October 27, 2017

RTOps: Automating Redirector Deployment With Ansible


Reading Time: 20mins

This blog will cover what redirectors are, why they are important for red teams, and how to automate their deployment with Ansible. This is the first post in our RTOps blog series, and will serve as a jumping off point for further redirector strategies, and Red Team infrastructure automation

TLDR: If you just want to leverage the ansible role this blog post builds, you can clone it from here: https://github.com/tevora-threat/rt_redirectors

What are redirectors

Redirectors sit in front of our actual C2 servers, and securely proxy command and control traffic from the target back to our C2 listeners. These prevent the client from being able to see our actual C2, and should be easy to spin up and tear down.

Redirectors come in many forms, from hop.php applications popularized by Metasploit and Empire, to something as simple as socat

We are going to focus on deploying a C2 using hop.php AND/OR mod_rewrite, allowing the redirectors to support Empire and Cobalt agents with the following features:

  • Proxy traffic to our C2 servers
  • Redirect or proxy unwanted traffic away from our c2 servers
  • Have legimate publicly signed certificates with communication over https

To meet all these goals, Apache with mod_rewrite is an excellent choice.

Redirecting using mod_rewrite

Mod_rewrite is a great component of Apache that allows us to transparently proxy or redirect requests based on regular expression matches. This could, for example, allow our evil ‘amazonss.com’ site redirect or proxy traffic to ‘amazon.com’, making it appear legit, unless traffic matching our C2 hits the server, in which case mod_rewrite will transparently proxy the request to our C2 servers.

@bluescreenofjeff has an awesome writeup on how to do this. Rather than cover what Jeff has already, this blog will go over how to deploy redirectors using his method, and a few tweaks to work better with ansible and lets-encrypt.

Automating Redirector Deployment with Ansible

To deploy our redirectors, we will be using Ansible, a configuration management tool comparable to puppet, chef, and fabric. Ansible is nice because is it agentless and works completely over SSH. We are introducing ansible now as we will be baking many of our commands and configurations into Ansible configs, so will be covering both redirector setup and Ansible features as we go.

Ansible Primer

If you already know ansible, feel free to skip this section. For those that don’t, this section is mostly guidance on which portions of Ansible’s documentation you need to read or reference to understand the configurations we go over in this post.


Ansible uses config files in YAML format to specify actions it takes on remote servers. These configurations are called ‘playbooks’.

Playbooks can define variables, specify which ‘hosts’ to execute on, what tasks to run, and more. See Ansible’s excellent documentation on the subject: http://docs.ansible.com/ansible/latest/playbooks_intro.html#basic. The most important component of a playbook is it’s task list.

### GIVEN REQUEST
Decide whether each statement agrees with the post on automating redirector deployment: (a) Ansible needs an agent installed on the remote servers it manages; (b) Ansible playbooks are written in YAML; (c) redirectors keep the client from seeing the actual C2 server. Answer yes or no for each, quoting the deciding words of the post. The material that follows comes from a different source than this text.

### DATA SECTION
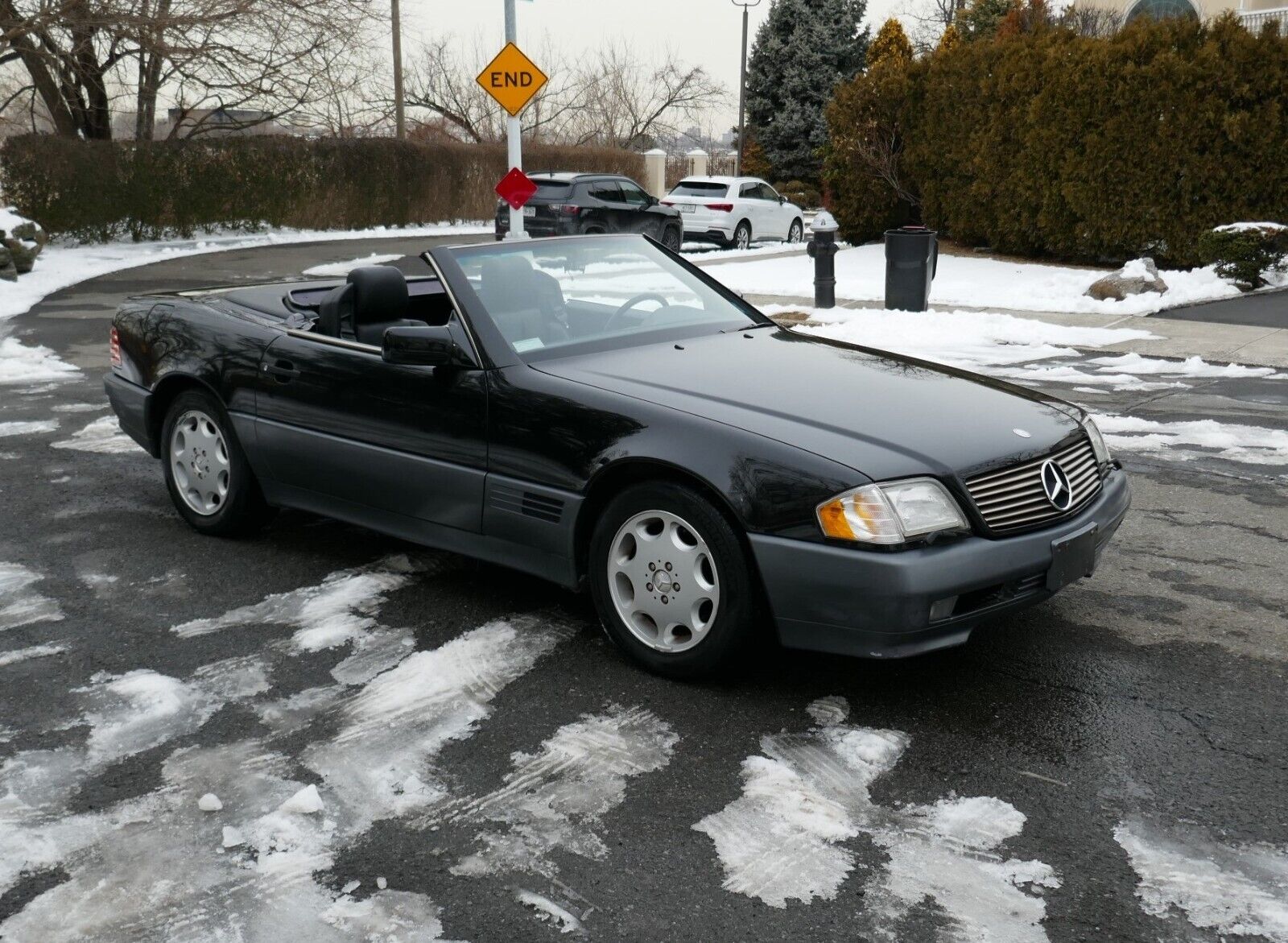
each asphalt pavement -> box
[0,240,1288,943]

### RESPONSE TO THE EXERCISE
(a) No: "agentless and works completely over SSH"
(b) Yes: "Ansible uses config files in YAML format to specify actions it takes on remote servers."
(c) Yes: "These prevent the client from being able to see our actual C2"